**Assigned task**
Set down the entries exactly. No line may differ from its source.
----- Records supplied -----
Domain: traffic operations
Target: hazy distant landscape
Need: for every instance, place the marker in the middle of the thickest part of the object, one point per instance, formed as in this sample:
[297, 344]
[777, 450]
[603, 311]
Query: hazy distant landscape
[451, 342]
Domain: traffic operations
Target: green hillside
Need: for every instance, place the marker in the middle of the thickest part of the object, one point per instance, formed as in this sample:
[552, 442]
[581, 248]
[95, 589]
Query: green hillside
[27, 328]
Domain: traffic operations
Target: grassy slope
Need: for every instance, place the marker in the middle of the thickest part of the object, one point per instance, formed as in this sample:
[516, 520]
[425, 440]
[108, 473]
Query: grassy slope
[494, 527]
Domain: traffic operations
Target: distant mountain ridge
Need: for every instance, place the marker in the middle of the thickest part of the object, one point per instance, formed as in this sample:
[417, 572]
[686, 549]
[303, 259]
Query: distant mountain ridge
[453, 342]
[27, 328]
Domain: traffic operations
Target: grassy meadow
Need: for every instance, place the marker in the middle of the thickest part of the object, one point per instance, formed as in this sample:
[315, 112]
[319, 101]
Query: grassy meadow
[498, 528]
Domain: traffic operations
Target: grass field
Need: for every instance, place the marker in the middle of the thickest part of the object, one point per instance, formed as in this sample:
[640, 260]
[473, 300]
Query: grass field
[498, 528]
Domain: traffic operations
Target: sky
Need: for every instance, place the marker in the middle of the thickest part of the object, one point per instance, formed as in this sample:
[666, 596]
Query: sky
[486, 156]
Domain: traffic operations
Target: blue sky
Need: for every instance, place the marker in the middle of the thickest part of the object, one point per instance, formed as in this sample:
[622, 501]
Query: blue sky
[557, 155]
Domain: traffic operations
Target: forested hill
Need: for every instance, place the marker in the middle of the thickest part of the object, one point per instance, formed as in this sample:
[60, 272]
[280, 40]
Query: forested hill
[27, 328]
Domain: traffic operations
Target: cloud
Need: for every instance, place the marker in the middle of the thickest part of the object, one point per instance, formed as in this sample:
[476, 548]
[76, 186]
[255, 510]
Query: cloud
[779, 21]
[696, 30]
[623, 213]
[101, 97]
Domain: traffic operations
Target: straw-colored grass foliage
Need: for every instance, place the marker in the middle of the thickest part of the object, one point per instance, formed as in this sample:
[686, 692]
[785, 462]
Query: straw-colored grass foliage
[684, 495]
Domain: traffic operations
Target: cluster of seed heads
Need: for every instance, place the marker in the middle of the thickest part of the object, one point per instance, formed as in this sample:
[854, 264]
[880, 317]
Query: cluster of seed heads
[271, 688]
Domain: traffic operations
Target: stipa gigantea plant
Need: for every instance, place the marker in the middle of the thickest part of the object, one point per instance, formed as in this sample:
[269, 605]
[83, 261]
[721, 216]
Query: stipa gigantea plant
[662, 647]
-----
**Result for this exercise**
Domain: traffic operations
Target: hazy distant landscape
Need: for every instance, place the marker in the middle of the thickest part of the object, one point per instance, formed as in this sample:
[297, 344]
[777, 450]
[603, 311]
Query: hazy distant landscape
[451, 342]
Domain: traffic operations
Target: green hillside
Need: for every instance, place the marker in the middle of the thickest part of the object, one point per instance, formed as in this sample:
[552, 442]
[581, 248]
[95, 589]
Query: green hillside
[27, 328]
Domain: traffic operations
Target: grassy slope
Need: for every instance, place the marker in the middle of the thickest part of the object, one point per instance, formed as in this sample:
[516, 520]
[425, 440]
[108, 473]
Query: grassy slope
[494, 527]
Domain: traffic operations
Target: distant mountain ridge
Need: for every instance, place the marker in the middle of the thickest part of the object, one point per instance, formed as in this sample:
[417, 572]
[686, 549]
[303, 259]
Query: distant mountain ridge
[453, 342]
[27, 328]
Domain: traffic operations
Target: grassy meadow
Need: for every instance, place the marker in the middle of the thickest part of the object, one point per instance, formed as in this sample:
[315, 112]
[319, 101]
Query: grassy meadow
[498, 528]
Domain: traffic operations
Target: grass field
Need: for every instance, place the marker in the middle of the thickest part of the object, one point per instance, formed as in this sample:
[640, 260]
[473, 300]
Query: grass field
[498, 528]
Domain: traffic operations
Target: sky
Need: for every instance, place the marker in the middle of the thickest part of the object, one point per instance, formed as in this sample:
[666, 596]
Query: sky
[486, 156]
Domain: traffic operations
Target: blue sky
Need: for every instance, place the marker in the middle of the thickest part of the object, one point per instance, formed as in this sample:
[622, 501]
Query: blue sky
[557, 155]
Domain: traffic operations
Target: forested hill
Need: for every instance, place the marker in the middle of the thickest part of the object, one point per instance, formed as in this sample:
[60, 272]
[280, 40]
Query: forested hill
[27, 328]
Domain: traffic operations
Target: cloud
Need: for every instance, place the marker in the middle of the thickest part of the object, one point per instance, formed as in this sample:
[476, 548]
[76, 186]
[255, 510]
Query: cloud
[779, 21]
[696, 30]
[623, 213]
[101, 97]
Domain: traffic operations
Target: straw-colored grass foliage
Need: for every instance, place the marker in the middle of the thickest part of the object, one point per instance, formed as in this sample:
[686, 692]
[785, 462]
Query: straw-colored grass foliage
[684, 495]
Domain: traffic operations
Target: cluster of seed heads
Need: for every instance, place the marker in the middle of the thickest part of the object, one point per instance, formed as in this sample:
[854, 264]
[880, 317]
Query: cluster of seed heads
[271, 688]
Domain: traffic operations
Target: stipa gigantea plant
Need: for every instance, place the marker in the middle of the thickest part of the object, one point per instance, formed as in this sample:
[269, 605]
[83, 261]
[721, 216]
Query: stipa gigantea plant
[662, 647]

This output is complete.